YOUR TASK:
Going through the data below, find how many lines include the word "railing", and reply with that number alone.

MATERIALS PROVIDED:
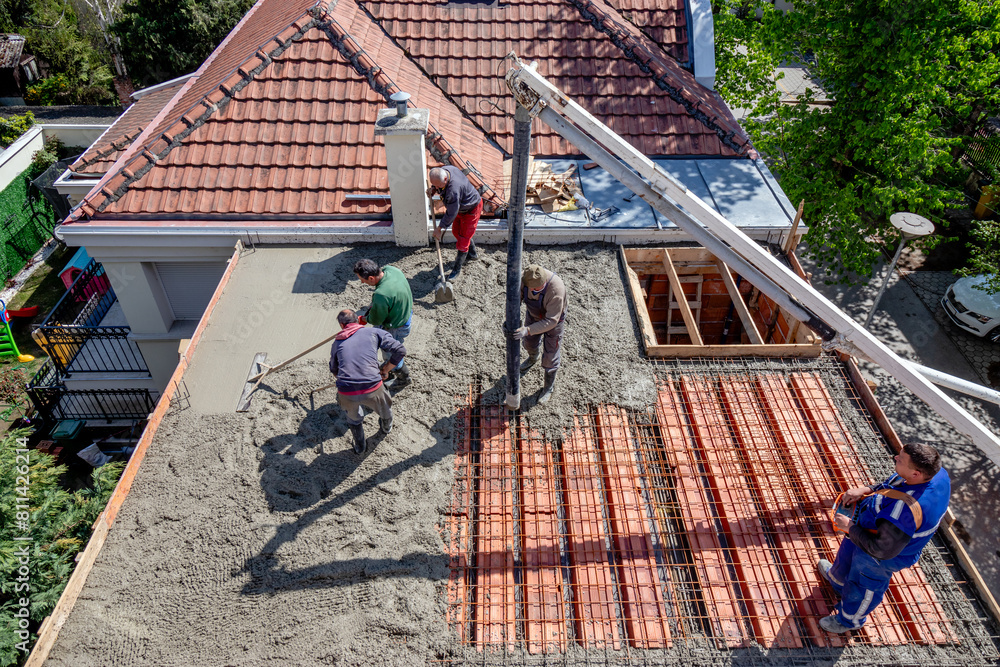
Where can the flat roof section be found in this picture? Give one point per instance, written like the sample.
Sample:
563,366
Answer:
260,538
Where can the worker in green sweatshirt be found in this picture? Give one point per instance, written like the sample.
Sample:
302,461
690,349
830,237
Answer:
391,308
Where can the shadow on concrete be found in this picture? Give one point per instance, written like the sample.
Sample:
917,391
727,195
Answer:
292,485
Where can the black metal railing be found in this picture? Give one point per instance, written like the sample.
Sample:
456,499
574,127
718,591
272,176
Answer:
86,302
54,401
72,337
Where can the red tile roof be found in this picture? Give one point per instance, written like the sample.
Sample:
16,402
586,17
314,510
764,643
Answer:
11,47
665,21
289,130
104,152
279,121
586,48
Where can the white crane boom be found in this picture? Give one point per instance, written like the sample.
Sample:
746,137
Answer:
667,195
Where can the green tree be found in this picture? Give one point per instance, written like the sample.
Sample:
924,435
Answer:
13,127
58,524
164,39
911,84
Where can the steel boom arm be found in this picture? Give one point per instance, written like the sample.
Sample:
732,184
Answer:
670,197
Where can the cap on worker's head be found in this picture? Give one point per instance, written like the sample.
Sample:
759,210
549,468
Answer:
535,276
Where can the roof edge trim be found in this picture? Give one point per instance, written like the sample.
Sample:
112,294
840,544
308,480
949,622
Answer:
631,48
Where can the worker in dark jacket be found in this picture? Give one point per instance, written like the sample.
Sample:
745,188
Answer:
354,360
463,206
544,298
391,309
892,522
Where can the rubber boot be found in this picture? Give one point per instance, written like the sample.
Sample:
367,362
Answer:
550,383
532,359
385,426
400,378
457,267
358,430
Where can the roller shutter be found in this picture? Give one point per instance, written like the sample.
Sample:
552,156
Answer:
189,285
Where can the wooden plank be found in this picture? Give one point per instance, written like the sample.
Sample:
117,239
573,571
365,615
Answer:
643,605
494,596
691,255
645,324
686,313
724,616
688,351
740,304
774,475
591,573
758,577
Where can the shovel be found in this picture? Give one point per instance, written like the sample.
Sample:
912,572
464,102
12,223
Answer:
443,291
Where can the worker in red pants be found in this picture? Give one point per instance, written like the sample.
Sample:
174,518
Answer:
463,206
892,523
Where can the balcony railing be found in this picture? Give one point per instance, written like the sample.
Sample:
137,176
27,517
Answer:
75,340
54,401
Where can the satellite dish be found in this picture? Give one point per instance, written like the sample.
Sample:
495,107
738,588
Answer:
911,224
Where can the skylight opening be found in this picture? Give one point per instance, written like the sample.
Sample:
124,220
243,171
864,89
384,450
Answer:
721,314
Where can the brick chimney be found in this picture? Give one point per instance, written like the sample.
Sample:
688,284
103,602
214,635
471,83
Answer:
404,130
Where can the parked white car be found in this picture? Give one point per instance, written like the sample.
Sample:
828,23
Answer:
975,310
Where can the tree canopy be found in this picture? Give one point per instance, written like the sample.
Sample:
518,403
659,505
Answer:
911,83
164,39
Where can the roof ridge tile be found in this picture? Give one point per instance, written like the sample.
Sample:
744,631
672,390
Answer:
215,100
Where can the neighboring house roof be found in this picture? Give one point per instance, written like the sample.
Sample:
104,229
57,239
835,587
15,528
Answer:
587,49
279,121
11,47
104,152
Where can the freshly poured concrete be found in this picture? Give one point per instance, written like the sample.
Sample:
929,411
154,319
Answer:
260,538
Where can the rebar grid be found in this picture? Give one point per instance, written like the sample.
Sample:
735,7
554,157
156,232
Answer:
687,534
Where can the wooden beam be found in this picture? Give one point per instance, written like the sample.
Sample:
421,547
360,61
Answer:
690,254
675,284
882,421
645,324
740,304
790,241
689,351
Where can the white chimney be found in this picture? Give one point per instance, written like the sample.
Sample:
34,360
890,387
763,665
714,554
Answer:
404,130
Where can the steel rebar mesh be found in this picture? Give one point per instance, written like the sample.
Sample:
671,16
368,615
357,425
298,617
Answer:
689,533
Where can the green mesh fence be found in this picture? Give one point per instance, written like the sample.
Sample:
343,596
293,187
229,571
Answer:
25,224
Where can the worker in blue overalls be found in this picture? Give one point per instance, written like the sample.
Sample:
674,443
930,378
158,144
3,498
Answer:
892,522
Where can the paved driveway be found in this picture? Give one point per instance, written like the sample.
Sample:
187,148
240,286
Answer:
982,355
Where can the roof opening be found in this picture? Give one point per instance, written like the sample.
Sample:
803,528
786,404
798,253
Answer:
721,313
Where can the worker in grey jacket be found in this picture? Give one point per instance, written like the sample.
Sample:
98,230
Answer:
544,298
354,360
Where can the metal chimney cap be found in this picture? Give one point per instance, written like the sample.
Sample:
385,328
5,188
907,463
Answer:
400,99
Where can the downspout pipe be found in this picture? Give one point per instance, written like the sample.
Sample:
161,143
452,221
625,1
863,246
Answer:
662,204
515,244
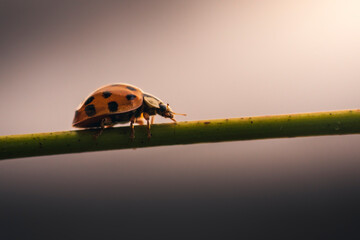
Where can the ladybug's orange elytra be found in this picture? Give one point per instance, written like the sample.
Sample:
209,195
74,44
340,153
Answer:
119,103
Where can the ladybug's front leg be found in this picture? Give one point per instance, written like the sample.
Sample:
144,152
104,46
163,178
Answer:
132,133
147,118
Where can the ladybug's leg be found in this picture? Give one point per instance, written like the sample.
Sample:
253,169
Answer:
132,133
104,121
140,120
147,118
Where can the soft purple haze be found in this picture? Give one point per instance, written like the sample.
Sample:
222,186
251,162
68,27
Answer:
209,59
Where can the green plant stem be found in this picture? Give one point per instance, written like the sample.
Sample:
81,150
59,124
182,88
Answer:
217,130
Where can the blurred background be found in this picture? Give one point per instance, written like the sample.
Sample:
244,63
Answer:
209,59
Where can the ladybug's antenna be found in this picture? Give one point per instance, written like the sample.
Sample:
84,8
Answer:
168,109
182,114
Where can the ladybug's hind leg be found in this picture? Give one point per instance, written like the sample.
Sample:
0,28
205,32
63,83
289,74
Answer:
147,118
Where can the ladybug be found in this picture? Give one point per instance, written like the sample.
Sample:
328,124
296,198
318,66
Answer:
120,103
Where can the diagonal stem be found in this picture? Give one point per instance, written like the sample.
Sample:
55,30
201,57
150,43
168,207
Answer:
217,130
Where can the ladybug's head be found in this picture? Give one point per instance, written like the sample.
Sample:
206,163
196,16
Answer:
165,111
160,108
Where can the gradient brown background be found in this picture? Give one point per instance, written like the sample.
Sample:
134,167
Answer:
209,59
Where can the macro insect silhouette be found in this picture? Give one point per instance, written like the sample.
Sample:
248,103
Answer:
120,103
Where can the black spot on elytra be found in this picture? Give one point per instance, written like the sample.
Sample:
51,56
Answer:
130,97
113,106
106,94
131,88
90,110
89,100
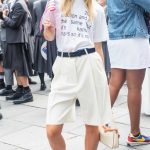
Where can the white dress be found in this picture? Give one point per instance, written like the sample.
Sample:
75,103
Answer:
129,53
146,94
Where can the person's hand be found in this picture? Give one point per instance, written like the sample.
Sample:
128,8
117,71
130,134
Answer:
102,2
48,25
5,13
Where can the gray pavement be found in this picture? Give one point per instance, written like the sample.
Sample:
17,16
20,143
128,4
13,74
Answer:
23,126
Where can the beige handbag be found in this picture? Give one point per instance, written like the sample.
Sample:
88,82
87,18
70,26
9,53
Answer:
109,137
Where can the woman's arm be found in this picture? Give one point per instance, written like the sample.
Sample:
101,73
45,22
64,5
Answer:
17,17
99,49
49,31
143,3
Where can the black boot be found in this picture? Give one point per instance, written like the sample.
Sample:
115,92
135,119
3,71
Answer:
77,103
43,86
1,116
31,81
2,84
26,97
17,94
7,91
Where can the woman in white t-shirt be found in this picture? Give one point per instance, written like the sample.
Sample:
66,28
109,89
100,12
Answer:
79,27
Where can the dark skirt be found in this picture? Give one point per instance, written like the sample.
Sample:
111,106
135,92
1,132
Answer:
17,57
1,57
42,65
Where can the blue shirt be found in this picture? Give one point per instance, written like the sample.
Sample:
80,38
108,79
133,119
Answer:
126,18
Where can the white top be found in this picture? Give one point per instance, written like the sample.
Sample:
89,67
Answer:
77,32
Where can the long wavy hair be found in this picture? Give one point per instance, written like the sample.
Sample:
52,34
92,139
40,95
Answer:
67,5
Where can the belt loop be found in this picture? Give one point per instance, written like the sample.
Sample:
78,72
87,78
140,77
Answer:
86,51
61,54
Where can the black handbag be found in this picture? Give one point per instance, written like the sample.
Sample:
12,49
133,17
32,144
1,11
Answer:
147,20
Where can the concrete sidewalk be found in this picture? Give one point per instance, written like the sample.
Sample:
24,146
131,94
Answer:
23,126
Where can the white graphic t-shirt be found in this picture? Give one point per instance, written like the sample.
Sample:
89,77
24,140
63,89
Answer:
77,31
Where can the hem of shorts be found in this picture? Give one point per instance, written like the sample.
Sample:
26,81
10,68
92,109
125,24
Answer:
59,123
129,68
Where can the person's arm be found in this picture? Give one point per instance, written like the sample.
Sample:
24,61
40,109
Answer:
143,3
102,2
99,49
49,31
17,17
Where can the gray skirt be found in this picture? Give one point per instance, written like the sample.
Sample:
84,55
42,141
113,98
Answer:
17,57
40,64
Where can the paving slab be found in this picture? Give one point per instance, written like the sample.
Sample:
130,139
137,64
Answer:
8,126
4,146
32,138
145,120
16,110
35,117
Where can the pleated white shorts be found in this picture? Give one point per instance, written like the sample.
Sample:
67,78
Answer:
83,78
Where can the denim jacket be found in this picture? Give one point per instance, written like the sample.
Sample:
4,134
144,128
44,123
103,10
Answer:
126,18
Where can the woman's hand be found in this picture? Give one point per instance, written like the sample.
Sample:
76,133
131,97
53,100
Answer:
49,30
102,2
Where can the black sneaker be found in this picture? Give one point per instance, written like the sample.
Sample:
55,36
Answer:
2,85
26,97
77,103
1,116
16,95
31,81
6,92
43,87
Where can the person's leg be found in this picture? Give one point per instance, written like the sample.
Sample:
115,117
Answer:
43,86
134,82
55,138
92,137
23,80
9,77
2,84
26,92
8,74
117,79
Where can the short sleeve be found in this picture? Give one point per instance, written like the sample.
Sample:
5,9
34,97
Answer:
100,26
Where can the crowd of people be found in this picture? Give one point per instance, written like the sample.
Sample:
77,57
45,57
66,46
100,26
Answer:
24,51
81,36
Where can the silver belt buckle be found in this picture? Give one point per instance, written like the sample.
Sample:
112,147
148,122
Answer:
69,54
86,51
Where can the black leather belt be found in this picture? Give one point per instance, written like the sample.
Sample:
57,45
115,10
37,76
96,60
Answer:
77,53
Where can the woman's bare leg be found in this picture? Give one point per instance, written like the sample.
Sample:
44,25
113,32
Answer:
134,82
117,79
55,138
92,137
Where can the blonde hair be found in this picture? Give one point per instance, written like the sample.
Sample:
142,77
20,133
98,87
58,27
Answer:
67,5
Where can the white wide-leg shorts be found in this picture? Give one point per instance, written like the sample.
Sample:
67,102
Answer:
81,78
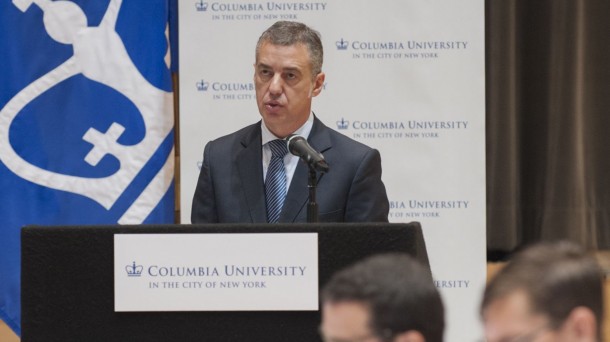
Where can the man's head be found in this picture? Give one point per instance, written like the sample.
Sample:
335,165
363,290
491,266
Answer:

RESPONSE AREA:
2